#### SUPPLIED TEXT:

Anyone Trump nominates is going to threaten Roe v. Wade. Kavanaugh would at least make plain the power dynamics behind forced pregnancy. We would lose Roe because a president who boasted of sexual assault, elected against the wishes of the majority of female voters, was able to give a lifetime Supreme Court appointment to an ex-frat boy credibly accused of attempted rape. Kavanaugh, helped by an all-male Republican caucus on the Judiciary Committee, would join Clarence Thomas, whose confirmation hearing helped make the phrase “sexual harassment” a household term. They and three other men would likely vote against the court’s three women. The brute imposition of patriarchy would be undeniable.
If the Kavanaugh nomination goes forward, it’s because Trump and his allies believe that a certain class of men accused of sexual assault deserve impunity. The question now is whether any Republican senators believe otherwise.

#### DATA FOR REVIEW:
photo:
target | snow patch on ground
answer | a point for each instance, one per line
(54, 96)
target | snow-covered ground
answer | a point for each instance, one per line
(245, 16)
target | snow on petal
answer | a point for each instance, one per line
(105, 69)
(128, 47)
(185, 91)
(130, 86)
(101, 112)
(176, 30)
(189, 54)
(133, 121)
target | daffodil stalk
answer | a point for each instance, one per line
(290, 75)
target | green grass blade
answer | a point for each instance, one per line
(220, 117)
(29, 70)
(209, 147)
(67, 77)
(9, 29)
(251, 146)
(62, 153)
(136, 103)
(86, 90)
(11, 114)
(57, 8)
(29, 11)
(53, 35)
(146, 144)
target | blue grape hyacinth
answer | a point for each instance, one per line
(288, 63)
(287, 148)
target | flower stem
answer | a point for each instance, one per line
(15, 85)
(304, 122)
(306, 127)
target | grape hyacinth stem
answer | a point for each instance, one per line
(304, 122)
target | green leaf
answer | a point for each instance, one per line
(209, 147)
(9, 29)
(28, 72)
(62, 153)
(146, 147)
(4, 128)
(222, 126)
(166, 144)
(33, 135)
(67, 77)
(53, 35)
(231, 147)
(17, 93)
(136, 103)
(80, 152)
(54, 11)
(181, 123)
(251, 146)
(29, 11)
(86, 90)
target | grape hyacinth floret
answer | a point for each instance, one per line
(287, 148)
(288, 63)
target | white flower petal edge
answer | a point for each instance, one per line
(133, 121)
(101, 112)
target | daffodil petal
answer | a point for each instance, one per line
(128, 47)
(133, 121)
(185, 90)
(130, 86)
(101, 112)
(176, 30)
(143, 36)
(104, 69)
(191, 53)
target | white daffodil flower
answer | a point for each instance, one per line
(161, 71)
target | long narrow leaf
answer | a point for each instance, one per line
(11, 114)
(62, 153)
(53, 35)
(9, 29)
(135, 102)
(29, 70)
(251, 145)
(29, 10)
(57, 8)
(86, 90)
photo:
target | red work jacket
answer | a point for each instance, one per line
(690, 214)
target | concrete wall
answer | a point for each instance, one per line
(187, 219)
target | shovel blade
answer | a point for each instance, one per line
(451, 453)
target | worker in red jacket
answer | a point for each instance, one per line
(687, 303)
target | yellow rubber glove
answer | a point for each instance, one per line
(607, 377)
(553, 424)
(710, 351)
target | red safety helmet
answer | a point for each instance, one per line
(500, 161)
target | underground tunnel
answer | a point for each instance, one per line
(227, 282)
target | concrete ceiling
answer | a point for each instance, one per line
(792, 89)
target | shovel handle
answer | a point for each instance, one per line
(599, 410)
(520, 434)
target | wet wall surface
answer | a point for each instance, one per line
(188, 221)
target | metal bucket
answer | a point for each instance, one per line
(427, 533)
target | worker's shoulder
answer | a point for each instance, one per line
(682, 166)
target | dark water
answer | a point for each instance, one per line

#### WHAT TO WORK ON:
**1)** List every person named in the Kavanaugh nomination passage, leaving out names that appear only in a court case title.
**2)** Pick up the Kavanaugh nomination passage after its final sentence and keep writing in the same line of argument.

#### ANSWERS BY TASK:
**1)** Trump, Kavanaugh, Clarence Thomas

**2)**
All, very much on point in my opinion.  The column in the Post while satirical, is also very much on point.  Here are highlights:
“If somebody can be brought down by accusations like this, then you, me, every man certainly should be worried.” — A lawyer close to the White House, speaking to Politico.
If, apparently, a single alleged assault at a single party decades ago is to be frowned upon, then no man is safe, right?   . . . How are we going to fill our offices if this is the new rule? I bet you will say I cannot shout at women as they pass on the street before dragging them to a concrete bunker and then still expect to become governor! What next? I’m supposed to make sure everyone I have sex with is willing? If suddenly, as a country, we decide that violently attempting to assault someone is, like, bad, then that knocks out 98, maybe 99 percent of men, just going off the locker-room talk I’ve heard. . . . You’re telling me I am supposed to encounter dozens, hundreds, thousands of women in my life, some drunk and some sober and some with really good legs and just … not assault any of them?
I mean, it’s not as though they’re people, are they? At the moment of conception, yes, but then they come out Daughters, not people! They grow into objects; some become Wives or Mothers, others Hags or Crones. Then they die! If they were people, we would not expect dominion over their bodies, surely; if they were people, we would not feel entitled to their smiles. If they were people, I could read a novel with a female protagonist and not be instantly confused and alarmed.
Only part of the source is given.